** Opening Material provided block **

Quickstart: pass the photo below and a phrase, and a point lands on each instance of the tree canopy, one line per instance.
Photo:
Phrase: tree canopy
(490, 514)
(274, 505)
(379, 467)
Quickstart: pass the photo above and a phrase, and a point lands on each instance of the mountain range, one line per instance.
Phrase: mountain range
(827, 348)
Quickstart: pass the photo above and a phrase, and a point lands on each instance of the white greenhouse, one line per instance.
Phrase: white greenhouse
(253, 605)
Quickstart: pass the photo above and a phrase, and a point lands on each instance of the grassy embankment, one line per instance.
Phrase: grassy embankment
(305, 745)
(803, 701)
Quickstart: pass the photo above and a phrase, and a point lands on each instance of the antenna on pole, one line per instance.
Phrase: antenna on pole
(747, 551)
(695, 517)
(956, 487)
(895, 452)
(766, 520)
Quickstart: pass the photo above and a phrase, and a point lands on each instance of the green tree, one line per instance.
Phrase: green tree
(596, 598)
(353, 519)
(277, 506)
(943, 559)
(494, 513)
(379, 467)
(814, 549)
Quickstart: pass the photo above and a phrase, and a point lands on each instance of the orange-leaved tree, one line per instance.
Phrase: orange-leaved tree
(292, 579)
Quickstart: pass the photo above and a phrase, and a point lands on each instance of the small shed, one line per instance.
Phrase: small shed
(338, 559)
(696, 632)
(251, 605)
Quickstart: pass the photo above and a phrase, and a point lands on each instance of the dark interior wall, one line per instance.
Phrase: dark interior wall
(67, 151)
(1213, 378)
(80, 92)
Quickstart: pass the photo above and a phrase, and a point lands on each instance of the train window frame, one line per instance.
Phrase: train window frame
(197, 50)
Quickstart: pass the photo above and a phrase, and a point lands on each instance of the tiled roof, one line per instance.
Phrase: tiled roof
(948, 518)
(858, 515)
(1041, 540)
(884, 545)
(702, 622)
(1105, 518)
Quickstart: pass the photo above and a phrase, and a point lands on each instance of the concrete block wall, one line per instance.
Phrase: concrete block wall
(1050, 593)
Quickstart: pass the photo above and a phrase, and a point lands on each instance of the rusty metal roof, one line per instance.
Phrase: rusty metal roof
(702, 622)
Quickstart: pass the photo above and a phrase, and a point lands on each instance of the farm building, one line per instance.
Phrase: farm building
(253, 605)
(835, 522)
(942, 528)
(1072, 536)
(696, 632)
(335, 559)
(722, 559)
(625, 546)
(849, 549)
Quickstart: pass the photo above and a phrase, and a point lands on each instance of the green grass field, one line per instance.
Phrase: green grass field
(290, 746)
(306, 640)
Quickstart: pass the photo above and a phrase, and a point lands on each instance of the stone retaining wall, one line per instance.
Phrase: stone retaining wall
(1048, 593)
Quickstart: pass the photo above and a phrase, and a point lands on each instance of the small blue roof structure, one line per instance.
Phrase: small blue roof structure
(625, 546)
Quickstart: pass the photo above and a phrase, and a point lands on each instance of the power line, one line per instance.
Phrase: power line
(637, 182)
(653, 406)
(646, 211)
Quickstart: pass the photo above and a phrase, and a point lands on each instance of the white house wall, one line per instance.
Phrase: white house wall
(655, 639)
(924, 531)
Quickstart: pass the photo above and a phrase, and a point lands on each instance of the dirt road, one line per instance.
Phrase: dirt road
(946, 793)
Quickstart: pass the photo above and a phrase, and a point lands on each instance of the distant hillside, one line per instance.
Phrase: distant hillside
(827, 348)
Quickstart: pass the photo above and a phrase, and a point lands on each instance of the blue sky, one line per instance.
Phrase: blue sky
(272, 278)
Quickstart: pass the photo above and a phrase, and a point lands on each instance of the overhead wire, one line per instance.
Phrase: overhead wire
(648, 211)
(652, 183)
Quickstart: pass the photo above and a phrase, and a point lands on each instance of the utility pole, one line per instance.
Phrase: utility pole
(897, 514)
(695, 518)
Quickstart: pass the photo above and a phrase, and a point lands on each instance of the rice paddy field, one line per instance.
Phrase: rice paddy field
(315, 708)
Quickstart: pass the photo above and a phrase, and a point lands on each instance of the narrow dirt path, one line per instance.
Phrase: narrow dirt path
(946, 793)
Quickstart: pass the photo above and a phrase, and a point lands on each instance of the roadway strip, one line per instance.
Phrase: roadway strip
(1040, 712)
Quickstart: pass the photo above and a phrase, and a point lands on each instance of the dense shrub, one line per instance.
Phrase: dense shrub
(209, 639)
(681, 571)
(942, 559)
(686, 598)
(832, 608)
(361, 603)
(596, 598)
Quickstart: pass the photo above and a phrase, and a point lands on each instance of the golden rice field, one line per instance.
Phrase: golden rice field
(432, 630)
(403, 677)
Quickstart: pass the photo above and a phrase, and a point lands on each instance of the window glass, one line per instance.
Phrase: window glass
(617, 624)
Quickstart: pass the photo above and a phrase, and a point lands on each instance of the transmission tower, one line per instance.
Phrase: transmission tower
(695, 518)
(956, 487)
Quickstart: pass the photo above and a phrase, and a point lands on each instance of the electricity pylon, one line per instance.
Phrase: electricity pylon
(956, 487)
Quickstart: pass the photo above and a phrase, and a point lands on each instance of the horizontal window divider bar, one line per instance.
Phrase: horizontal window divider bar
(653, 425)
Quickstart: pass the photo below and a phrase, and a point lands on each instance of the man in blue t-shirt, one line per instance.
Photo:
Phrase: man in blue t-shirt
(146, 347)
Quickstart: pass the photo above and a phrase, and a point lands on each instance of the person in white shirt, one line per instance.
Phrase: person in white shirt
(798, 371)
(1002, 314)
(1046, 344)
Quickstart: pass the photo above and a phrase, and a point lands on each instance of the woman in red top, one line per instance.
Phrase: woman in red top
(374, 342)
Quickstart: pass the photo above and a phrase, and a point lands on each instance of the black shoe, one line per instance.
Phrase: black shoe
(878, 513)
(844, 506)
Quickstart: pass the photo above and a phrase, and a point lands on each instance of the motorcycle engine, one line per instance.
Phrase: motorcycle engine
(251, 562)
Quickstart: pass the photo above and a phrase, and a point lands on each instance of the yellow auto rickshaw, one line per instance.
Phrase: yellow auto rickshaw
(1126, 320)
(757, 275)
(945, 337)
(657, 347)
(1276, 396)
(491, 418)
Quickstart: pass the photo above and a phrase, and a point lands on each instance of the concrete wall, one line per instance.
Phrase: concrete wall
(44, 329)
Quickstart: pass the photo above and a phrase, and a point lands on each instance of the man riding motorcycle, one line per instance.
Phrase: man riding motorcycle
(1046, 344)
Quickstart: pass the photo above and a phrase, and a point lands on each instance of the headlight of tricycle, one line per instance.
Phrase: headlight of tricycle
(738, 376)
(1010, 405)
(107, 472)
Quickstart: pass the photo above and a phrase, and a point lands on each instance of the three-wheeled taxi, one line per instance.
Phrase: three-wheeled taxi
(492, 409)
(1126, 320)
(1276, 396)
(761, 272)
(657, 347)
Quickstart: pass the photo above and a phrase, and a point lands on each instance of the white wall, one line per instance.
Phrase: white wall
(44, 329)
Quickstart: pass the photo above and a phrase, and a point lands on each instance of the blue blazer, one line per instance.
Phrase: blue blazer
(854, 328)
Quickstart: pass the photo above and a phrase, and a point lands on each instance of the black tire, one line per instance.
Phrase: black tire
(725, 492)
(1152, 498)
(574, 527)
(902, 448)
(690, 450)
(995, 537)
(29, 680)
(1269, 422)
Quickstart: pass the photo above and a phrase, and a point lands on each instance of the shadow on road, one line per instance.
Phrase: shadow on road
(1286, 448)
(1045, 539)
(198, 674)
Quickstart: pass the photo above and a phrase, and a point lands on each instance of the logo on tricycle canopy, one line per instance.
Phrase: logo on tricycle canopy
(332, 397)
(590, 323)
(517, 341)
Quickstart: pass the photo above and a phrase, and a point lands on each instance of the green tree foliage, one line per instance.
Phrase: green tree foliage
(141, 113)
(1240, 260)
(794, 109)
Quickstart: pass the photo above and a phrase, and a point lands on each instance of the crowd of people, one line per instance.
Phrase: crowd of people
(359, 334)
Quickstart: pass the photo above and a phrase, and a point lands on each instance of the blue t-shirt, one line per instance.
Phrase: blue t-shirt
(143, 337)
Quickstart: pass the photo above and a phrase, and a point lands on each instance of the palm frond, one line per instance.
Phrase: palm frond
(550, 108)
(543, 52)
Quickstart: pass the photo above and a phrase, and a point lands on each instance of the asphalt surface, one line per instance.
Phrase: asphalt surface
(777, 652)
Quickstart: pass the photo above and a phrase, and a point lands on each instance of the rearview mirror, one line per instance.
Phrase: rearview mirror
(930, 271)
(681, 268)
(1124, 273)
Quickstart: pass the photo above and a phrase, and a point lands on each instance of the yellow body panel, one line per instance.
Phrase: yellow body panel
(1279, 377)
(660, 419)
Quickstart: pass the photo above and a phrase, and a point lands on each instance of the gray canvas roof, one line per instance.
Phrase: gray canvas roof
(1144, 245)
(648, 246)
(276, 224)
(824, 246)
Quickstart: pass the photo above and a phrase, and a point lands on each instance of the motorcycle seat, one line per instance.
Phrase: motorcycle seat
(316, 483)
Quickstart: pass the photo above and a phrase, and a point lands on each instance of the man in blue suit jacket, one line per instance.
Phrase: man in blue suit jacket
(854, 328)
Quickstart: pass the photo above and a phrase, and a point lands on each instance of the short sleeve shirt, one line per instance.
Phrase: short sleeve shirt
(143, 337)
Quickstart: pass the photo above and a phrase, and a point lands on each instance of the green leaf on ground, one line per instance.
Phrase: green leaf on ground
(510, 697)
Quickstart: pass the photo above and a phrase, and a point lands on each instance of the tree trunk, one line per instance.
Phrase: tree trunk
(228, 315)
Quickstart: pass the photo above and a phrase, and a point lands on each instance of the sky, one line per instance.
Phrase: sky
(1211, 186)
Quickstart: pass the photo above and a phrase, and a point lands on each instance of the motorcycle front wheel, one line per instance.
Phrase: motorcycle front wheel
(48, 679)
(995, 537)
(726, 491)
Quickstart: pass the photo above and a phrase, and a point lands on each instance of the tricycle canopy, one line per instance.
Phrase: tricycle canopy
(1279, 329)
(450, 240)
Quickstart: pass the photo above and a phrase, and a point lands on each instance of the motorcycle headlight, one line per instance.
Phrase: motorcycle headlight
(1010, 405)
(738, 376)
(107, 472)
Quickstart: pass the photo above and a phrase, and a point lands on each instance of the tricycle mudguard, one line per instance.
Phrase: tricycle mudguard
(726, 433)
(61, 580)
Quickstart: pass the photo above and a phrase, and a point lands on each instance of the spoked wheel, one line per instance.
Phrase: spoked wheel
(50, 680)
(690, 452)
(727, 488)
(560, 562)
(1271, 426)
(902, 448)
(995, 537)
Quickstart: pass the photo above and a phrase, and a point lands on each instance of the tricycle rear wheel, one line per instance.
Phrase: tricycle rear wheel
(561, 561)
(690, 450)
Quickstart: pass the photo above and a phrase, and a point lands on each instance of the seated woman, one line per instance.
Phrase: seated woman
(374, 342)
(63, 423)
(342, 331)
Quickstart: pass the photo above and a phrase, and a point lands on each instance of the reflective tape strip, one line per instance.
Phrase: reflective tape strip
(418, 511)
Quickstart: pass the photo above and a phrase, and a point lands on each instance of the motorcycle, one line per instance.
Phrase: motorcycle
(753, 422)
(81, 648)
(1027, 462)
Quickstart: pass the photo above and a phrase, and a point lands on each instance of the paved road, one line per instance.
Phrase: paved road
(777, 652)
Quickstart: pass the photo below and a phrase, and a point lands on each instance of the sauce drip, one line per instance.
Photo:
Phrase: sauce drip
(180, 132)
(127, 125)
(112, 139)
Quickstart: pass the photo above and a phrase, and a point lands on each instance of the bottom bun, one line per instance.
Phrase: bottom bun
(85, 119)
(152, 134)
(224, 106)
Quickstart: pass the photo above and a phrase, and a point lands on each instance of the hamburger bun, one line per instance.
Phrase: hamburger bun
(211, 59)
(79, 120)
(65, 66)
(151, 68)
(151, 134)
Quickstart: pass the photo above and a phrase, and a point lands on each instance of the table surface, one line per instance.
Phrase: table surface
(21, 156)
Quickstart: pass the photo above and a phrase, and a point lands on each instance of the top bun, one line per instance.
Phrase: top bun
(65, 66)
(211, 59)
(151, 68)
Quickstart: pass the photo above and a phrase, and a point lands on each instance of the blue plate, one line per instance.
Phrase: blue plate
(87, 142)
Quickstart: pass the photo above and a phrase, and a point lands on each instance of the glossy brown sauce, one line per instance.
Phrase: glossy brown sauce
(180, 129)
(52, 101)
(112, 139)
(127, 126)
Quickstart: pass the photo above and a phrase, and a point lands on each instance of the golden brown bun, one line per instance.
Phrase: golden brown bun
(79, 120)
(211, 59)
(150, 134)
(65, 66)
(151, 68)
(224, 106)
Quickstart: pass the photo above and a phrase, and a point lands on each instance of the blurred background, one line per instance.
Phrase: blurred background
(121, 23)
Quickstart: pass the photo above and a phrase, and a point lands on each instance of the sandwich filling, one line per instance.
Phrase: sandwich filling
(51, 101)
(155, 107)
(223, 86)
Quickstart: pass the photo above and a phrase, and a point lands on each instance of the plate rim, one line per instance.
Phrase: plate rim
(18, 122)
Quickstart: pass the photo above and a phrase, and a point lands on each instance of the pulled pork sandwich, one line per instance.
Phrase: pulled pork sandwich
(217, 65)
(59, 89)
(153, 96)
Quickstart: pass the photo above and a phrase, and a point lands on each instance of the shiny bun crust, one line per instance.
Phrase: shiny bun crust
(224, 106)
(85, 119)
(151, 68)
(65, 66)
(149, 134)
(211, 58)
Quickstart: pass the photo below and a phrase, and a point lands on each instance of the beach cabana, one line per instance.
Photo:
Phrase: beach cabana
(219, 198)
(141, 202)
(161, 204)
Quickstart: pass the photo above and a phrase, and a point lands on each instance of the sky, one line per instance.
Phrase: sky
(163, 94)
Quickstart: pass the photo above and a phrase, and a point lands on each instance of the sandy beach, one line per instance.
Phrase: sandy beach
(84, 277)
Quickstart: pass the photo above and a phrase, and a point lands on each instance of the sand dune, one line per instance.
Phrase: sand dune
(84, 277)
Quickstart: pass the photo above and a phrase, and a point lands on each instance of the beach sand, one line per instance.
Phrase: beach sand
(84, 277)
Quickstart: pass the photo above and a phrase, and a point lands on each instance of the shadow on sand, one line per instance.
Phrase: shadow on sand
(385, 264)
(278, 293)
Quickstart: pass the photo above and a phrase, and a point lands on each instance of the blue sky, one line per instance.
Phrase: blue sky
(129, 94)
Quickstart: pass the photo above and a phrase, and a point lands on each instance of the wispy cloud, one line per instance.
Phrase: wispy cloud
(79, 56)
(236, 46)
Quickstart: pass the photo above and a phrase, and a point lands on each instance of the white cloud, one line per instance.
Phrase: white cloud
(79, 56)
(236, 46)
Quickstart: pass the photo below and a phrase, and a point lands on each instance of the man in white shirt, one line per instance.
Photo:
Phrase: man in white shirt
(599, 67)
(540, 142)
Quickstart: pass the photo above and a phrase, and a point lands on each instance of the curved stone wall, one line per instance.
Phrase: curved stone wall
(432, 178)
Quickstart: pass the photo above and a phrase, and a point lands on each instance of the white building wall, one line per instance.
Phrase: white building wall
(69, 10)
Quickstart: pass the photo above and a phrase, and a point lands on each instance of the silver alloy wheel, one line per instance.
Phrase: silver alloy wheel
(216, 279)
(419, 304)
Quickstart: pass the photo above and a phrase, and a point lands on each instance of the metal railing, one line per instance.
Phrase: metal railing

** Closing Material provided block **

◆ Exercise prompt: Taking the entries above, write out exactly each line from the one holding "top bun, one line per instance." to the one holding "background, one line per instance.", both included, and stop there.

◆ Response to the task:
Quickstart: pass the photo above and a phrase, and a point lands on each instance of the top bun, one line per instance.
Phrase: top bun
(65, 66)
(211, 59)
(151, 68)
Quickstart: pass the photo above and a phrase, and a point lands on each instance of the blue plate, one line per instance.
Phrase: blue plate
(87, 142)
Quickstart: pass the photo above and a phrase, and a point lands on each instance of the glossy brown sauce, one line per instance.
Phrase: glossy brown sauce
(180, 129)
(52, 101)
(112, 139)
(127, 126)
Quickstart: pass the photo above and a phrase, and a point lands on each instance of the golden brown bun, one line per instance.
Phrase: golden brown bun
(79, 120)
(211, 59)
(150, 134)
(65, 66)
(151, 68)
(224, 106)
Quickstart: pass the photo above and a phrase, and a point lands on each instance of the blurred background, one line per instance.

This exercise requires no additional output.